**Document segment**

::::::::

# INFORMATION ON A LAKE



## reel-m-n (Jan 11, 2009)

Found a lake in Milton off Stewart St. just pass Harvell St. where the high voltage power lines run there is a dirt road that dead ends into this lake. I'am trying to find out if this lake is a public lake & if there are fish in the lake. Any help would be appriceated. sorry about the spelling. Also can anyone give me any fishing information on Pond Creek, trying to fish these spots with my kayak. Thanks for the help.


----------



## hogman (Mar 22, 2009)

According to the property appraiser's website, it is private. you can check it out at www.srcpa.org search for harvell street and you'll be close


----------



## BentStraight (Dec 27, 2008)

If you would like to come way out to Far-East Milton . . . I invite you to come out and try the private lake I live on called Nichols Lake. Your welcome to launch a canoe or kayak through my yard at the corner of Nichols Creek Road and East Lake Road.



There is bass, bluegill, warmouth and pickerel, but be advised the water is very clear!





Mike Mosier (BentStraight) 5193 Nichols Creek Rd Milton 981-0725





I have attached some pics but I use Firefox so you have to click on the paper clip icon to view them!


----------



## Mike aka FishWerks (Oct 22, 2007)

> *BentStraight (3/29/2009)*If you would like to come way out to Far-East Milton . . . I invite you to come out and try the private lake I live on called Nichols Lake. Your welcome to launch a canoe or kayak through my yard at the corner of Nichols Creek Road and East Lake Road.
> 
> There is bass, bluegill, warmouth and pickerel, but be advised the water is very clear!
> 
> ...


That sir is a huge fish.









:bowdown


----------



## F|nz (Sep 16, 2008)

*BentStraight, That is a nice lake you live on there...Thats a fine size Bluegill there.*


----------



## BentStraight (Dec 27, 2008)

We love the lake, we lived over in Innerarity Point for 20 years and used to come up here for theGREAT swimming. We found a great deal on an old junky trailer here on the lake and replaced it with a 2100 sq. ft. double wide last year, life is good!

The water is VERY CLEAR and in the summer the floating algae can get pretty thick when the wind blows it into a compacted area. I built a floating dock so we can get away from it if accumulates in our corner.


----------



## Brant Peacher (Oct 4, 2007)

No fish in the Stewart street lake. Its pretty much empty...

As far as the Nichols lake is concerned.... I would take him up on that offer. I have caught numerous bass and very large bluegill in that lake. We use to fish it all the time when I was in school. My friends and I have had 20 to 30 bass days in there several times.


----------



## thadley01 (Feb 16, 2009)

Wow what a fish. Wouldnt take but about ten to make a mess. We call them titty bream. You have to hold them against your chest to unhook him


----------



## reel-m-n (Jan 11, 2009)

Thank you MrMosier for the invitation could I possiably come there next weekend


----------



## BentStraight (Dec 27, 2008)

Your welcome and good luck!


----------



## surfstryker (Sep 28, 2007)

That is a very generous offer Mike. My son and I would like to try it one day if its not a bother to you. (catch and release)


----------



## BentStraight (Dec 27, 2008)

Come on out and give it a try Surfstryker. All the rain DOES NOT affect the lake at all, the level only varies 1"-2" between drought and flood!

Do you have your own canoe or kayak? There are no gasoline engines allowed in the lake and there is only enough room along my shoreline to launch a canoe or kayak. You can park right on the side of my house (double-wide). I'm usually home every day, but, no matter if I'm not!



Good Luck!


----------

::::::::

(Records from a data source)
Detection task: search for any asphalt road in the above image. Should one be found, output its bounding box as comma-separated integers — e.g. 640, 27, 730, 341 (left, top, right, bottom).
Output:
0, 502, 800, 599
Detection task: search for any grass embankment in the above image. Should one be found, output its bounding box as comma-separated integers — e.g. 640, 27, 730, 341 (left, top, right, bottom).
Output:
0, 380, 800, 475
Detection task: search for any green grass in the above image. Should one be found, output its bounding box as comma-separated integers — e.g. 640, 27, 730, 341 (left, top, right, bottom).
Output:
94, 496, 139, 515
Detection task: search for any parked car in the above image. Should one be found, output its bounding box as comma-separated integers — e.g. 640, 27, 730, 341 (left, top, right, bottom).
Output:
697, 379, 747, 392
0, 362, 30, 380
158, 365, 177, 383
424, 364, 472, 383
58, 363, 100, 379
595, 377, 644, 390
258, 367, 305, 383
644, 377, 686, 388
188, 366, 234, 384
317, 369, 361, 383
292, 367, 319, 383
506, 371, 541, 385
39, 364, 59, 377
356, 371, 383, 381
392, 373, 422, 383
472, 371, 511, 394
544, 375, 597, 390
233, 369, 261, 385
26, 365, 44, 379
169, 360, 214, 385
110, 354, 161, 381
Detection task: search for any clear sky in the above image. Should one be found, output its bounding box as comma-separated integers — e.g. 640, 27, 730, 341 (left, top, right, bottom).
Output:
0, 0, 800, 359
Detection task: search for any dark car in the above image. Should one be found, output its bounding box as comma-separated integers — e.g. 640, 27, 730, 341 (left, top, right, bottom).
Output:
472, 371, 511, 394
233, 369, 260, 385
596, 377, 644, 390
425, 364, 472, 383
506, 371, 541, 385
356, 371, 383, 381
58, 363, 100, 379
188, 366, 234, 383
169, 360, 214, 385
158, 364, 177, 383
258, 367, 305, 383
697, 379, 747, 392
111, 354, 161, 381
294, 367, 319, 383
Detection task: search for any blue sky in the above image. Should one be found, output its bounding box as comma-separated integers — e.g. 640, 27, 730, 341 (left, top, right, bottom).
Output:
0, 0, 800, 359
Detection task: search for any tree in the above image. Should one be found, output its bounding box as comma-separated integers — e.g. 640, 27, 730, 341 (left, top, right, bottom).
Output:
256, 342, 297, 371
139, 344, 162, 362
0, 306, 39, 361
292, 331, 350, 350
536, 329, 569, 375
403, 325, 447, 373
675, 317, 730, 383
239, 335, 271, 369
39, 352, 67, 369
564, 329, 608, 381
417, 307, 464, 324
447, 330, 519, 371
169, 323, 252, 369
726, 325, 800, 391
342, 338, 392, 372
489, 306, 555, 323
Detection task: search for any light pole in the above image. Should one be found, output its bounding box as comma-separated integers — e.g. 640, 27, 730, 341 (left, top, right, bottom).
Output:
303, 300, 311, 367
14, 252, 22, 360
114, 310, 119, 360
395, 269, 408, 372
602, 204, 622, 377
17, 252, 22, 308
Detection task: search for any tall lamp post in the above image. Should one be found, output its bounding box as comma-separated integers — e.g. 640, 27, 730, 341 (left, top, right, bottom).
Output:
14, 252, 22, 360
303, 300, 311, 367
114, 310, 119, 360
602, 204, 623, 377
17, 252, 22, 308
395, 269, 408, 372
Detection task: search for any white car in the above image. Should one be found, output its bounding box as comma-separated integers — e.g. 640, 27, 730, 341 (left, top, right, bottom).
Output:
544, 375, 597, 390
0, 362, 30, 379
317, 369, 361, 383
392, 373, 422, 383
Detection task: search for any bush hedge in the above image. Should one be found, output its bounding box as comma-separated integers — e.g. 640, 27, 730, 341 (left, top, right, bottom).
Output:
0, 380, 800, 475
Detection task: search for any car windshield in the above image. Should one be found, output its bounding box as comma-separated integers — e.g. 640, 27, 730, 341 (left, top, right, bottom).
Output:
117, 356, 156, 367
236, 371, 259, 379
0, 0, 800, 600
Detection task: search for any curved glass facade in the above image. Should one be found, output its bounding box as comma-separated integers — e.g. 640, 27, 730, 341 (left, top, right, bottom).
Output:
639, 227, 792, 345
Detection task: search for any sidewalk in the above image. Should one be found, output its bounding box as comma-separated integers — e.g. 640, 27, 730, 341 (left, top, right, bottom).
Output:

::::::::

**Request A**
In two sentences, summarize the forum thread about the Milton lakes.
**Request B**
In the forum thread about the Milton lakes, by how much does the Nichols Lake water level vary between drought and flood?

**Worked solution A**
A kayaker asked whether a lake off Stewart St. in Milton is public and holds fish. Replies said the property appraiser's website lists it as private and that it has no fish, while a resident of the private Nichols Lake invited posters to launch canoes or kayaks from his yard, noting that the lake holds bass, bluegill, warmouth and pickerel and allows no gasoline engines.

**Worked solution B**
Only 1 to 2 inches.